**The problem**
Output every entry exactly as given.
════════
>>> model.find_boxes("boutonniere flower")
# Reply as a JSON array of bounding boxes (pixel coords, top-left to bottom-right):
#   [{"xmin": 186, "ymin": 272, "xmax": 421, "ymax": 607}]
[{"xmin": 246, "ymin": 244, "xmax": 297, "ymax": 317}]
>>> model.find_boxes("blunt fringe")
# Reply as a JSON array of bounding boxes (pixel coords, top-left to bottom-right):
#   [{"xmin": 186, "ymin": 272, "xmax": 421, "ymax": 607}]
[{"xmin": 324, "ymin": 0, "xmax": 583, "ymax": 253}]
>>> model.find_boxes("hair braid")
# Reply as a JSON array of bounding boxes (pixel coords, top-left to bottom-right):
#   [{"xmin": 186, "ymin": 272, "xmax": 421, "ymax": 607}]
════════
**Exercise answer**
>>> model.find_boxes("boutonniere flower")
# Reply as a JSON array of bounding boxes (pixel coords, top-left to bottom-right):
#   [{"xmin": 186, "ymin": 272, "xmax": 421, "ymax": 607}]
[{"xmin": 246, "ymin": 244, "xmax": 297, "ymax": 317}]
>>> model.find_boxes("blunt fringe")
# Reply as a JSON array of bounding boxes (pixel coords, top-left to bottom-right):
#   [{"xmin": 186, "ymin": 272, "xmax": 421, "ymax": 607}]
[{"xmin": 324, "ymin": 0, "xmax": 583, "ymax": 253}]
>>> model.find_boxes("hair braid")
# Reply as a JSON array of bounding boxes (pixel coords, top-left to bottom-right):
#   [{"xmin": 186, "ymin": 272, "xmax": 421, "ymax": 607}]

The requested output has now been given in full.